The lock means can, for example, comprise a lock member 30 that operates in combination with an abutment surface 35 to tension band member 160. More precisely, lock member 30, at a surface 30a that is oriented towards abutment surface 35, has a toothed profile comprising a plurality of sharp teeth and is movable with respect to abutment surface 35 between a releasing position, in which it is possible to arrange band member 160 (FIG. 13) between them, and a locking position, in which band member 160 is pressed between them, and is subject to a predetermined tension (FIG. 14). Furthermore, a torsion spring 34 is provided suitable to force lock member 30 against a contrast surface 33 opposite to support surface 16. More in detail, the torsion spring is adapted to return lock member 30 back to the releasing position once ended the step of tensioning band member 160.

In an exemplary embodiment shown in FIGS. from 1 to 19, tensioning means 50 is operatively connected to an operation lever 25 on which a user can act, holding tool 1 at a handgrip 60, for bringing lock member 30 from the actual releasing position to the locking position and for applying then a predetermined tension to band member 160. More precisely, operation lever 25 is pivotally connected to hollow body 10 at a point 26 with respect to which it is capable of rotating. Operation lever 25 and lock member 30 are operatively connected to each other by means of a translating element, or carriage 70, slidingly mounted along a sliding direction 300.

**Written exercise 1**
Transcribe the passage on the band tensioning tool from "In an exemplary" up to and including "sliding direction 300.".
**Written exercise 2**
Resume the passage on the band tensioning tool, continuing it from its final sentence.

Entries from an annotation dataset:
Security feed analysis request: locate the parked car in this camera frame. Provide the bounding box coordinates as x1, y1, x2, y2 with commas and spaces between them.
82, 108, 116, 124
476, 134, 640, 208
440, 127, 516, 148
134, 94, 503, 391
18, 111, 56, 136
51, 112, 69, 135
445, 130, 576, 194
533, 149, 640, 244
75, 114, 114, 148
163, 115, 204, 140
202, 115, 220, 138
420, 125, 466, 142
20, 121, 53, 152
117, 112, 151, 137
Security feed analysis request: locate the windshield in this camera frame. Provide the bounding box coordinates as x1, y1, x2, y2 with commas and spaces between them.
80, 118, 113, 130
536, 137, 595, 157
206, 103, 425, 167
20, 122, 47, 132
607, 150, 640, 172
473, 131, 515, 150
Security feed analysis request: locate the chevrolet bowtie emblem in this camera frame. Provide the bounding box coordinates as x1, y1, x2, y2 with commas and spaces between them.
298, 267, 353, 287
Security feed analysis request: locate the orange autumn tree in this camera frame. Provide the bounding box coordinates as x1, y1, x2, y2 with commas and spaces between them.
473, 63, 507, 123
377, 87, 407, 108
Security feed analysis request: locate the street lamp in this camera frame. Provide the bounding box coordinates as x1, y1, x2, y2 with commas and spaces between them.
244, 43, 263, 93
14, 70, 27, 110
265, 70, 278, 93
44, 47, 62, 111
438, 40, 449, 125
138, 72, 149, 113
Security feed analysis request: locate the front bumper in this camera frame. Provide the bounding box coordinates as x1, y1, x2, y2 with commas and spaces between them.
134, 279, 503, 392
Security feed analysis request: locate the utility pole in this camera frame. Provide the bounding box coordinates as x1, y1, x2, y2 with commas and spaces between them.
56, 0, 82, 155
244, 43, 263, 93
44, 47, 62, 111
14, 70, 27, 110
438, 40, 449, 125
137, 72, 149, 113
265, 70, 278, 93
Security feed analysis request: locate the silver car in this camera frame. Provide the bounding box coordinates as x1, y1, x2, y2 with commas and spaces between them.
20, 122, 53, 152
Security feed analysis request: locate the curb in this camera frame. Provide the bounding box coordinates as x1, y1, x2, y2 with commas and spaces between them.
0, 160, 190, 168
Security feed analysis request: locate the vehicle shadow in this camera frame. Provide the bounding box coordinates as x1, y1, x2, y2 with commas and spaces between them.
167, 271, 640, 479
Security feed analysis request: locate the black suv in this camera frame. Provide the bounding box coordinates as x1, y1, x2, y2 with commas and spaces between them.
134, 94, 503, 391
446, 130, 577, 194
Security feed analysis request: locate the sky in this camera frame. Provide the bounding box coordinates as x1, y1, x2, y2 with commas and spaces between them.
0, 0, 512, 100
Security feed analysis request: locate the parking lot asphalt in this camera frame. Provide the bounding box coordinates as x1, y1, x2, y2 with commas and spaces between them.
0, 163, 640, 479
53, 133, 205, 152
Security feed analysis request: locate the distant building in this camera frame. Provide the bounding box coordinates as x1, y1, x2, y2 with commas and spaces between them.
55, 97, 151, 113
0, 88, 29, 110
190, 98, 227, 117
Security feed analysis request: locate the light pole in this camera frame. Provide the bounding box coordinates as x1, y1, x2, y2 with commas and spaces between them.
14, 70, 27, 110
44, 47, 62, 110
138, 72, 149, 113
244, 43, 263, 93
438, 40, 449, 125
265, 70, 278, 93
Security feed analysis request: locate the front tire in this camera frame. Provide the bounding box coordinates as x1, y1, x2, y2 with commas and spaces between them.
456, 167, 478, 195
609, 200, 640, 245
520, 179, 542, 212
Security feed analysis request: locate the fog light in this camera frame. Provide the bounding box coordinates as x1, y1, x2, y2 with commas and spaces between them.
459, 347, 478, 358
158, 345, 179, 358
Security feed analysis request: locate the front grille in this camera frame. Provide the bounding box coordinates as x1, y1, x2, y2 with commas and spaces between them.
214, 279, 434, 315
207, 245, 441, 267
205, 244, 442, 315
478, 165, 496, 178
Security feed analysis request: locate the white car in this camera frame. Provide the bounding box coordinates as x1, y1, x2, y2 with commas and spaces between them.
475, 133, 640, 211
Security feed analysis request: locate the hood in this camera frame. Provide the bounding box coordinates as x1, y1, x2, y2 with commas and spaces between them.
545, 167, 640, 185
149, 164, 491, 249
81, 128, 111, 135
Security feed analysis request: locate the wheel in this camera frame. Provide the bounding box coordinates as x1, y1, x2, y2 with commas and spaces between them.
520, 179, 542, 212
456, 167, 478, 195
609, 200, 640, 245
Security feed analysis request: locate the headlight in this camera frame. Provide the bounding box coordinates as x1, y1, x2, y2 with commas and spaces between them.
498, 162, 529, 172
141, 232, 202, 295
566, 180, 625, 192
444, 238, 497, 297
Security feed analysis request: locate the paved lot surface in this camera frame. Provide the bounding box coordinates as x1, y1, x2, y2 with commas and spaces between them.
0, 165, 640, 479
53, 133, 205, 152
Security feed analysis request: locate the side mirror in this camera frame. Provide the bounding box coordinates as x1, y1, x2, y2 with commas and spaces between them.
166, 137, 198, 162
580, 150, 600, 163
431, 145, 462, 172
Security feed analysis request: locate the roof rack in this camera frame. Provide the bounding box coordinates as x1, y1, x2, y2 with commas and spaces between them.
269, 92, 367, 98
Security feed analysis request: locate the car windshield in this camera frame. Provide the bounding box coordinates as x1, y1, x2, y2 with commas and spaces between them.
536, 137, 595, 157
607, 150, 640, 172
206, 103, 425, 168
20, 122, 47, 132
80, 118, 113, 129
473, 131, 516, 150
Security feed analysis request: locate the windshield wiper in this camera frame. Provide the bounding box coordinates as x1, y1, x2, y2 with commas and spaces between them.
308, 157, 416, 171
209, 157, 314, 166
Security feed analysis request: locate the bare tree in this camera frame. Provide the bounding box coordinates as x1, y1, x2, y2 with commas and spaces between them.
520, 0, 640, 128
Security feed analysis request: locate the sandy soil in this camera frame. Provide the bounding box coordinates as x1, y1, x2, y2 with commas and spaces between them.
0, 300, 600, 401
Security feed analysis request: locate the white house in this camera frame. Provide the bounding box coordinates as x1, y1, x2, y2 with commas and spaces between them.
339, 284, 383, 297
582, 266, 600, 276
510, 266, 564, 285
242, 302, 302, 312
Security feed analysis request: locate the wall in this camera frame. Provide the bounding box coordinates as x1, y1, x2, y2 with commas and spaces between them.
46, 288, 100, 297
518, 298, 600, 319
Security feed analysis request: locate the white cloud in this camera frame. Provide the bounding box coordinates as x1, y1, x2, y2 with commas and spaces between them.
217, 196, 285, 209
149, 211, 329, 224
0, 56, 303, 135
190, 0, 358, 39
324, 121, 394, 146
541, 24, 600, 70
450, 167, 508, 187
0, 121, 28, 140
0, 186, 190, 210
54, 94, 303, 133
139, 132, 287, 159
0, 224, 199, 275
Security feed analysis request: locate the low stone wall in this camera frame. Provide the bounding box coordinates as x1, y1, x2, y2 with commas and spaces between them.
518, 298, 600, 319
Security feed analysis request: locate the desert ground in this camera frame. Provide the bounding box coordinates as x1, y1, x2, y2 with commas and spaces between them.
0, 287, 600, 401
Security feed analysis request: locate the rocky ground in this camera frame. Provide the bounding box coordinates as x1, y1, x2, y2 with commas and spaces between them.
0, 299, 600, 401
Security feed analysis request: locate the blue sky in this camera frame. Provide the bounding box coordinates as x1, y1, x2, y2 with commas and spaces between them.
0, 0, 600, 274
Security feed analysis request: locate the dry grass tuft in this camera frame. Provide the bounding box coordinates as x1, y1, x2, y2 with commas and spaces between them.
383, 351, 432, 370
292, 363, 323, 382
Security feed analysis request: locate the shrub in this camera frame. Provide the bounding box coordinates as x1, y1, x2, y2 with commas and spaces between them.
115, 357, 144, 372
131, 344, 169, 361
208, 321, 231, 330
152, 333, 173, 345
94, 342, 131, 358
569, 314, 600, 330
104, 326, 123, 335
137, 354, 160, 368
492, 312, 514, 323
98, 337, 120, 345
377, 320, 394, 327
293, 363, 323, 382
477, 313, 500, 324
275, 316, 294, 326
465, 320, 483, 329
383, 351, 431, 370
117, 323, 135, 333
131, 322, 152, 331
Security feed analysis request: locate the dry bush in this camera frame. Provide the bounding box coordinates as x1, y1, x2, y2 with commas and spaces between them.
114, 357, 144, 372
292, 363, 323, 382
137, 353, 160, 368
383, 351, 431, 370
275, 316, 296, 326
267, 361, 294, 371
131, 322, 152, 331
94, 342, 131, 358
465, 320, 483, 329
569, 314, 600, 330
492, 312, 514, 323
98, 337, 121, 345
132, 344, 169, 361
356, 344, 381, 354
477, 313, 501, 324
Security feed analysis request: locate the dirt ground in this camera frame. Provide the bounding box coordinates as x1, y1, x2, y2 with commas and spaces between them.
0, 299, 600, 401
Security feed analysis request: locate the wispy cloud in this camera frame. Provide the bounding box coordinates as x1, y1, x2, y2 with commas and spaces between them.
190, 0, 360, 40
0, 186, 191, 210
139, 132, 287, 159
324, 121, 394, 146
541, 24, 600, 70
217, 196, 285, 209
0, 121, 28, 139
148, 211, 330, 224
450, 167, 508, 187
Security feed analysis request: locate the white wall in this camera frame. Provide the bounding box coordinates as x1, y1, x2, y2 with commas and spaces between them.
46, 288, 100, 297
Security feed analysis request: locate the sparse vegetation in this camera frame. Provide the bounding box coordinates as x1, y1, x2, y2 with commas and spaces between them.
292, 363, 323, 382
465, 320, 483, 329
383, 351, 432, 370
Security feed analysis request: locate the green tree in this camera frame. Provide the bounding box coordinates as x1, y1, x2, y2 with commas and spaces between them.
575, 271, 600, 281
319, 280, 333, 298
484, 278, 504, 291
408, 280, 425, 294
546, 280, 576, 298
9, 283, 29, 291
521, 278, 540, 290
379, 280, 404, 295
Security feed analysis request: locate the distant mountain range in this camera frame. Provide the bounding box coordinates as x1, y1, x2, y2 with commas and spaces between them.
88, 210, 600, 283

**Exercise result 1**
In an exemplary embodiment shown in FIGS. from 1 to 19, tensioning means 50 is operatively connected to an operation lever 25 on which a user can act, holding tool 1 at a handgrip 60, for bringing lock member 30 from the actual releasing position to the locking position and for applying then a predetermined tension to band member 160. More precisely, operation lever 25 is pivotally connected to hollow body 10 at a point 26 with respect to which it is capable of rotating. Operation lever 25 and lock member 30 are operatively connected to each other by means of a translating element, or carriage 70, slidingly mounted along a sliding direction 300.

**Exercise result 2**
More precisely, translating element 70 is slidingly mounted between a couple of guides 91a and 91b, which are arranged at opposite sides with respect to it and comprising, each, a corresponding plurality of projections 92a and 92b facing each other. In an advantageous exemplary embodiment, between each plurality of projections 92a, 92b and translating element 70 a metal sheet 93a and 93b is arranged, for example of phosphorous bronze, in order to reduce the friction during the movement of translating element 70. This comprises, in particular, a head portion 71, to which lock member 30 is hinged, a tail portion 72 to which actuating lever 25 engages, and operatively connected to resilient means 80, and a connection portion 73.

In particular, resilient means 80 applies a resilient force oriented in order to oppose to the movement of translating element 70 from the actual advanced position (FIG. 8) to the withdrawn position (FIG. 9). Resilient means 80 can be housed in a guide 85 that avoids lateral sliding in operation conditions. Resilient means 80 are, furthermore, engaged with tail portion 72 of translating element 70 by means of a connecting element 86, or knob, comprising a recess, or alternatively, a projection, on the edge oriented towards translating element 70, that is adapted to engage with a respective projection, or recess, made on the edge of translating element 70, oriented towards it. The edge of translating element 70 oriented towards knob 86 is advantageously provided orthogonal to the resilient force of resilient means 80.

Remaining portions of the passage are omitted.